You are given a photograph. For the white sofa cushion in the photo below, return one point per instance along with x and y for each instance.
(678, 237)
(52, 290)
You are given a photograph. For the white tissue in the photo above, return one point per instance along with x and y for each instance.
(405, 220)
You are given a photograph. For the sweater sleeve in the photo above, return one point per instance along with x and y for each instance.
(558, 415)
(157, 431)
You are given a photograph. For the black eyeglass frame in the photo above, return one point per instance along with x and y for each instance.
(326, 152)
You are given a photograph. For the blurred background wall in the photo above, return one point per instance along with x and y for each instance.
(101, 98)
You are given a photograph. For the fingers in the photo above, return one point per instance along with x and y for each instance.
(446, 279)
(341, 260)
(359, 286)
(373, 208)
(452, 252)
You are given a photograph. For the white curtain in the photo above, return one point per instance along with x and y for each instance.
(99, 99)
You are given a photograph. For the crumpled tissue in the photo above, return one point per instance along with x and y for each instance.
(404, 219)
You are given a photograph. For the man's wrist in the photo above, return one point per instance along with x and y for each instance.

○ ○ ○

Exercise task: Reproduce verbatim the lines of the listing above from the line containing "You are given a photograph. For the white curtain" through the final line of the listing, both inclusive.

Answer to this task:
You are given a photograph. For the white curtain in the photo above, return one point per instance along with x and y for each instance.
(99, 99)
You are given a photograph. For the crumpled tissue in the photo above, return one point per instance along with x and y for each instance.
(404, 219)
You are given a photograph. For the man's wrist in the photo above, return one point per instance along with x and y for each instance.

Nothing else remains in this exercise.